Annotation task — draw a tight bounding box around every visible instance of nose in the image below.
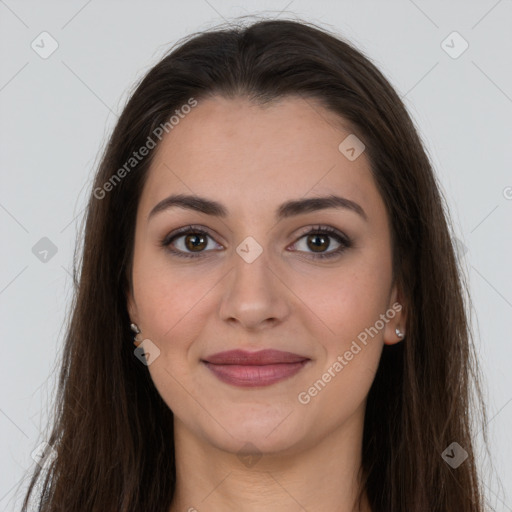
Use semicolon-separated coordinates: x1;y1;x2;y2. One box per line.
219;244;290;331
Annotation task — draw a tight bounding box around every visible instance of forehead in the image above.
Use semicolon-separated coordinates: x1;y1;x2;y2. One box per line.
141;97;384;224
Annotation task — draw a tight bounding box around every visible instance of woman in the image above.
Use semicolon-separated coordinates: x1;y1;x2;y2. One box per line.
25;16;483;512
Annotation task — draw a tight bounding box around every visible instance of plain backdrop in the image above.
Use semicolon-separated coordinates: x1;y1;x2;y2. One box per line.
0;0;512;511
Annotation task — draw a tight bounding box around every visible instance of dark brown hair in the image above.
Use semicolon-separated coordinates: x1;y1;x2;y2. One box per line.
23;20;490;512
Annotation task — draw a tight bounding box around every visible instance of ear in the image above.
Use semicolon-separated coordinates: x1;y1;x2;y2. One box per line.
384;284;407;345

• **WHAT NEEDS TO BE DONE**: Convert the rows above into a two-column CSV with the headers "prompt" and "boxes", one line per row: the row's text in the first field and its answer in the second, each field quoted and with line breaks replaced by spaces. Leave the pictures out.

• **WRITTEN RESPONSE**:
prompt,boxes
"Annotation task — draw a tight bounding box around every visible instance of nose in the image below. Use semicolon-separated coordinates: x1;y1;x2;y2. One box per line.","219;244;290;331"
"Annotation task — draw a tight bounding box around every visible instance of forehead in the image above. Use semicolon-separated coordinates: x1;y1;x2;y2. One box per line.","141;97;384;224"
"Annotation task — draw a tight bounding box around every visible instance of woman in the image above. Use semicolon-separated coordinates: x1;y1;x2;y2. One box per line.","25;16;483;512"
"Annotation task — draw a tight bounding box around every visible instance of plain backdrop in the image above. Use semicolon-separated coordinates: x1;y1;x2;y2. One box per line.","0;0;512;511"
"Annotation task — draw a tight bounding box around every visible instance of dark brown hair in the image above. Use semicolon-separated coordinates: x1;y1;x2;y2. One box per line.","23;20;490;512"
"Annotation task — draw a tight bounding box around every visible instance of ear in the image above. Use semicolon-separated coordinates: x1;y1;x2;y2. One box per line.","384;284;407;345"